(Point annotation dataset rows)
☆ ☆ ☆ ☆ ☆ ☆ ☆

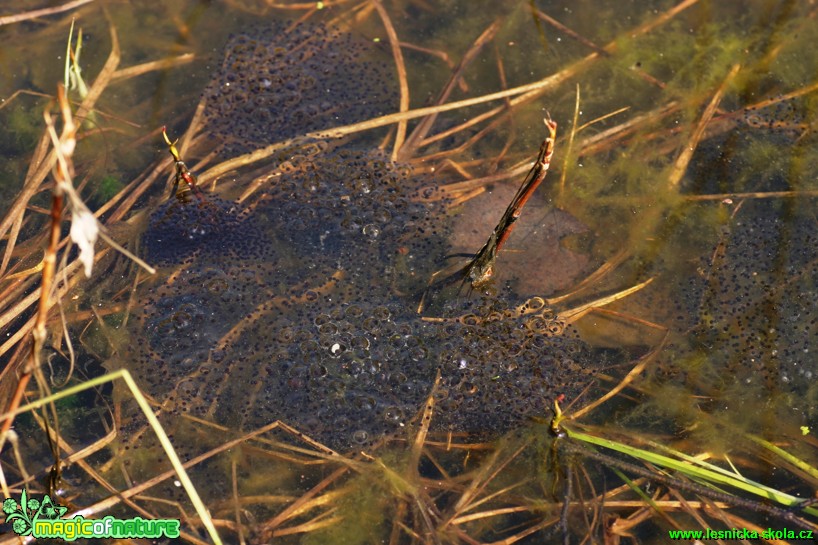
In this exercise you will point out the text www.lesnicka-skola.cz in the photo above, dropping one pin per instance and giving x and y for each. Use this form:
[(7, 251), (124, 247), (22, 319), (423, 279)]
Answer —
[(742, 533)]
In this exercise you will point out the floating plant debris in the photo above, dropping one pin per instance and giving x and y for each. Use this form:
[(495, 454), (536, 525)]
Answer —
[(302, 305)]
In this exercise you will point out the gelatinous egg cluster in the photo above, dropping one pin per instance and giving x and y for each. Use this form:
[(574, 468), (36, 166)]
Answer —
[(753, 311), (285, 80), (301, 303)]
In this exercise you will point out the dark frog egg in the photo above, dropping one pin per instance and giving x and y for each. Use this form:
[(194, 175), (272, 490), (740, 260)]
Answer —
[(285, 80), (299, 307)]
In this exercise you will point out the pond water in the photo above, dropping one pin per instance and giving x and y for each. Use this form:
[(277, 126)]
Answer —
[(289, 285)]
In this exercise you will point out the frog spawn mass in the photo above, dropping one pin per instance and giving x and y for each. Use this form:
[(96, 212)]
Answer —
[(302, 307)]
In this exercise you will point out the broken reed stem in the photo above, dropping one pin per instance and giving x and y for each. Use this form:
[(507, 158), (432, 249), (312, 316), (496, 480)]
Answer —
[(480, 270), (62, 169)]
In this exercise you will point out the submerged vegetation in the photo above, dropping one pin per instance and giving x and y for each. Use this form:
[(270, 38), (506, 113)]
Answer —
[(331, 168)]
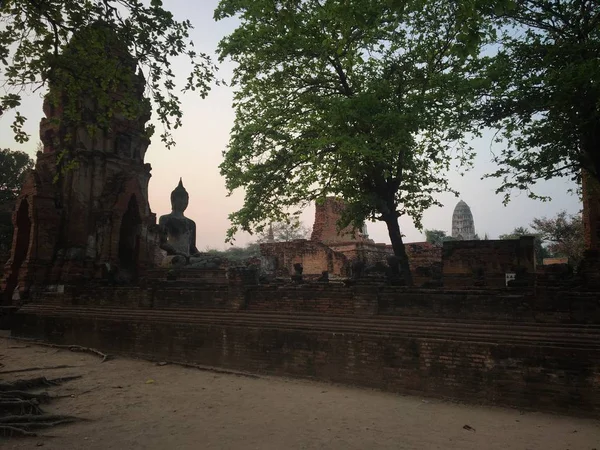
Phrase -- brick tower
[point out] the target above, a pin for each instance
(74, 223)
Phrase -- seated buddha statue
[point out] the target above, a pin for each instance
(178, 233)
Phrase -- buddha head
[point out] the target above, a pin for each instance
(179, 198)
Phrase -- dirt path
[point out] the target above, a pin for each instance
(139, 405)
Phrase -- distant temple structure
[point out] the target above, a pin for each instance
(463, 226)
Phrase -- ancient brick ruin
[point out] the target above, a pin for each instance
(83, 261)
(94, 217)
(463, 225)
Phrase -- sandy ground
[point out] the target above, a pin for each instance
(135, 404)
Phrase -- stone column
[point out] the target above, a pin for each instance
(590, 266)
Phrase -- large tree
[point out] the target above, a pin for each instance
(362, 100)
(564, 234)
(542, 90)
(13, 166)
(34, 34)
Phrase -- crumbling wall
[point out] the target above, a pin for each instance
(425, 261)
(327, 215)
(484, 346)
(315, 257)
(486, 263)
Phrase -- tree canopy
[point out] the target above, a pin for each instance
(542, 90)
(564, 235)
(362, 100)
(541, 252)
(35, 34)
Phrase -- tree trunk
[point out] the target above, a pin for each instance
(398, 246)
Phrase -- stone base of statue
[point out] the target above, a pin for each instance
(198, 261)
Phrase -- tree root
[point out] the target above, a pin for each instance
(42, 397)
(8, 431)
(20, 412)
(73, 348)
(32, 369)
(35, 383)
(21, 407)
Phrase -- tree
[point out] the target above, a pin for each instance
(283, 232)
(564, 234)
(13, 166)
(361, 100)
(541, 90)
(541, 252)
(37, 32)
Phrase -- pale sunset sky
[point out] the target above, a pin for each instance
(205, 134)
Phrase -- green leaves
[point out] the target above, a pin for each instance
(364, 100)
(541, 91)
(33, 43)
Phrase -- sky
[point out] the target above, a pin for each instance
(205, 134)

☆ ☆ ☆ ☆ ☆ ☆ ☆

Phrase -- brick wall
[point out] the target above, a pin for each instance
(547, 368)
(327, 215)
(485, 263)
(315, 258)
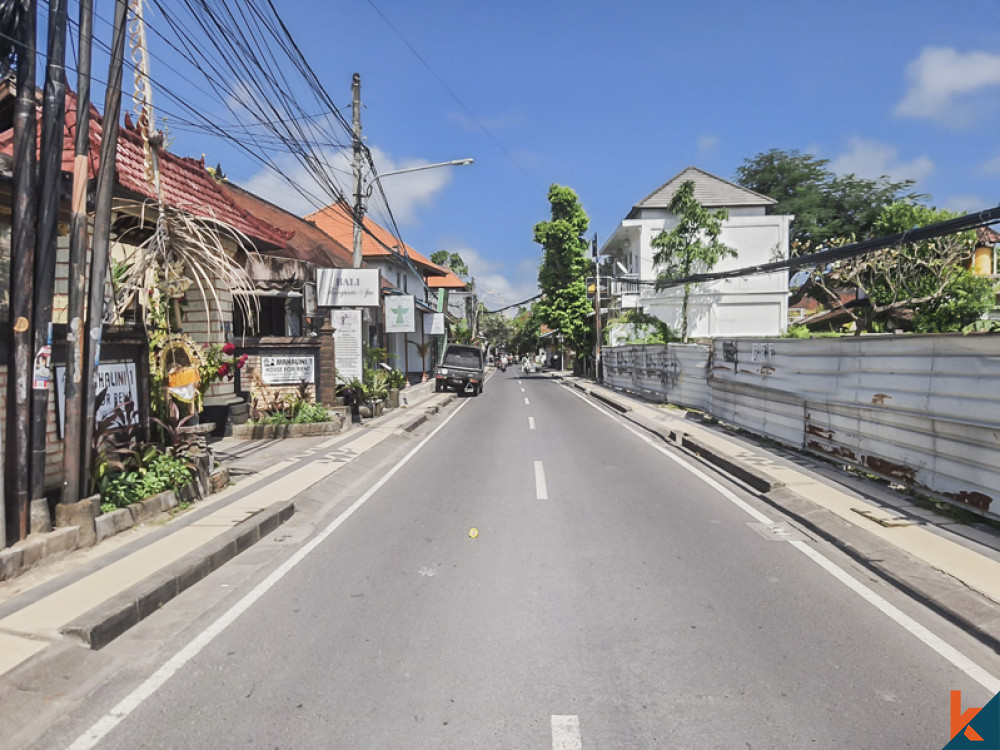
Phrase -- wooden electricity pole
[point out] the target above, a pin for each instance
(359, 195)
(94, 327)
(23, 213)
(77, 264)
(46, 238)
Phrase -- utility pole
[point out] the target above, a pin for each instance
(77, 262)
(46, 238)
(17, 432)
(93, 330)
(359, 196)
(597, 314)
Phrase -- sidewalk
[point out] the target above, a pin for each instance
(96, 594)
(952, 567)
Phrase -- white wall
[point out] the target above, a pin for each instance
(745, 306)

☆ ☆ ☆ ☆ ☆ ☆ ☆

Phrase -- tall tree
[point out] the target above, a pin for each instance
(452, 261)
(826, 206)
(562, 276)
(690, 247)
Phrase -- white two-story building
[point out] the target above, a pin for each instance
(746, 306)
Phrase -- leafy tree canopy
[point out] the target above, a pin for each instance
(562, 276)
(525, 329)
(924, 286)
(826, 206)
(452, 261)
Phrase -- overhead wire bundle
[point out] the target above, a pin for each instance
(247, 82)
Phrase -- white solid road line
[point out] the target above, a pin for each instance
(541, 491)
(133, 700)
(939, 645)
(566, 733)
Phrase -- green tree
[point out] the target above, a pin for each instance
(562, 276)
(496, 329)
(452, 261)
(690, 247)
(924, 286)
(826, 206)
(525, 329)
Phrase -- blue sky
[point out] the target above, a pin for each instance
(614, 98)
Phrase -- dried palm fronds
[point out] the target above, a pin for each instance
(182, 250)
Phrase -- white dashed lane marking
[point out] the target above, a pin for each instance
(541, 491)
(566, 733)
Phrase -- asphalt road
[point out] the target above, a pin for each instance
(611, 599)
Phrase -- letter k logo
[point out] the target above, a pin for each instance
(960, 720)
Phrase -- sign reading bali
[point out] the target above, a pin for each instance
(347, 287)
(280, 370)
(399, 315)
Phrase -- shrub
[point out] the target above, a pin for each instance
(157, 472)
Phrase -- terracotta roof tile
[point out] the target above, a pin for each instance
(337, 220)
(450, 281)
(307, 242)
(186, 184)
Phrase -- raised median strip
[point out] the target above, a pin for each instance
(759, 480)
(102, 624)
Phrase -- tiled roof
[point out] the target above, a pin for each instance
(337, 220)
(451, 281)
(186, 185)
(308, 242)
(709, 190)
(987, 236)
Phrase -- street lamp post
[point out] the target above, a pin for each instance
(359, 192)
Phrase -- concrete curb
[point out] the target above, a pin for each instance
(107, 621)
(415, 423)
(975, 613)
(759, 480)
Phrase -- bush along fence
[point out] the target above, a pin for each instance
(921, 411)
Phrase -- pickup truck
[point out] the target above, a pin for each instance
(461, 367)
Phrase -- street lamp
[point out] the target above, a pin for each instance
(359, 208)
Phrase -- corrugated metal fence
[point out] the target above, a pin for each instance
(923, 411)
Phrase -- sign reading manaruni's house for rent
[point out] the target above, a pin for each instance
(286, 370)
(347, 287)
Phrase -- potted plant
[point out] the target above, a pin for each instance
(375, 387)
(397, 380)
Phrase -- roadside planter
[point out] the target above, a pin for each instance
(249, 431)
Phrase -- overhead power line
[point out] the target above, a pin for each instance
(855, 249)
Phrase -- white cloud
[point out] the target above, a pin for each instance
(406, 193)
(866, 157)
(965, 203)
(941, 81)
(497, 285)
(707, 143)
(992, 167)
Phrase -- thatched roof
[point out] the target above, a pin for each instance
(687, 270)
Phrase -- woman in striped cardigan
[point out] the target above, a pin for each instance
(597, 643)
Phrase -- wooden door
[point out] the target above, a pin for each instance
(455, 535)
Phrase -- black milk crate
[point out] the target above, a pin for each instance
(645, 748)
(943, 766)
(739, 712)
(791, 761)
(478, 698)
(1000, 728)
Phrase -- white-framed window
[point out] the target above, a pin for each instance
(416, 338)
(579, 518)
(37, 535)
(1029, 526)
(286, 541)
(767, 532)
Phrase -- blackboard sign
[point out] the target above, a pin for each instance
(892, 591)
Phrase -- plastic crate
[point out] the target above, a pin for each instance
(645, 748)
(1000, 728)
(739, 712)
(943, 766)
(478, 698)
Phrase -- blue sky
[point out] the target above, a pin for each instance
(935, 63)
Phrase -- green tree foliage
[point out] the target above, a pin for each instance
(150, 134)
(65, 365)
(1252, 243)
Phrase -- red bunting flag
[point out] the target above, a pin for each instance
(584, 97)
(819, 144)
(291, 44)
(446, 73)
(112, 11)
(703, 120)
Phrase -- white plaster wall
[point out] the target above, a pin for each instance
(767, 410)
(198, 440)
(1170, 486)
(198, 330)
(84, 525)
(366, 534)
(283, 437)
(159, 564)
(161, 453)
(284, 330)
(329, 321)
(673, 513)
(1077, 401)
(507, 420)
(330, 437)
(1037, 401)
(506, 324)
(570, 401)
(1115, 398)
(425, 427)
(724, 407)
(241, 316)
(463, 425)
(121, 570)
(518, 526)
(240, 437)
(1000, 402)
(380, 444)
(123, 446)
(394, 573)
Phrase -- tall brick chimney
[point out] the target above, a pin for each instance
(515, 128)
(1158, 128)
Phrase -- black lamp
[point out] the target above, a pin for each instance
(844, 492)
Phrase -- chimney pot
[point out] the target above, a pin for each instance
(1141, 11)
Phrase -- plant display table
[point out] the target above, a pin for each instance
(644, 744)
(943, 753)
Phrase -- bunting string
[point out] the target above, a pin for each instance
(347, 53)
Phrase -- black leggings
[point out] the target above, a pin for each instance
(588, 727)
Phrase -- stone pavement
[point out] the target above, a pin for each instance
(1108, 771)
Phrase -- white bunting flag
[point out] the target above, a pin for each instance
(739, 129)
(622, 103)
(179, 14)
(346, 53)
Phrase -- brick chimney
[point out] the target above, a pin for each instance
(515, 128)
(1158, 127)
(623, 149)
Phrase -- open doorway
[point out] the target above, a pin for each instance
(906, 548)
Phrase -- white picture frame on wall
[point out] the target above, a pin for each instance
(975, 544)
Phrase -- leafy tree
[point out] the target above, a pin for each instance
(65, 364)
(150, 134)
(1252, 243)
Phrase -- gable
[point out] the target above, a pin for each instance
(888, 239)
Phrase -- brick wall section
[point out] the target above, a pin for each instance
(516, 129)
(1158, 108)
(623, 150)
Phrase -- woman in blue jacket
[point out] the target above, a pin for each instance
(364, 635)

☆ ☆ ☆ ☆ ☆ ☆ ☆

* _THE TASK_: Quote verbatim the rows from the line containing "In this exercise you will point out the text" through the line containing "[(289, 285)]", including both of those lines.

* _RESPONSE TO THIS TASK_:
In this exercise you will point out the text www.lesnicka-skola.cz in the photo above, dropping one pin per instance and giving x and y for each. Use this form:
[(7, 251), (124, 247), (22, 319), (423, 279)]
Answer —
[(742, 533)]
In this exercise you will point out the floating plant debris in the photo above, dropping one pin per instance and giving x and y for each. Use this form:
[(495, 454), (536, 525)]
Answer —
[(302, 305)]
In this exercise you will point out the gelatinous egg cluster in the photo above, dropping one pin per instance and giving x and y for each. Use this form:
[(574, 468), (36, 166)]
Answer —
[(753, 311), (285, 80), (301, 303)]
In this exercise you will point out the dark frog egg in the photo above, dropping one pin per instance and giving x and y for each. Use this form:
[(194, 175), (272, 490), (740, 260)]
Answer —
[(285, 80), (299, 307)]
In this exercise you will point out the pond water in the photo above, dropping one pin per instance and giving x and y for each. Use this form:
[(277, 126)]
Answer —
[(289, 285)]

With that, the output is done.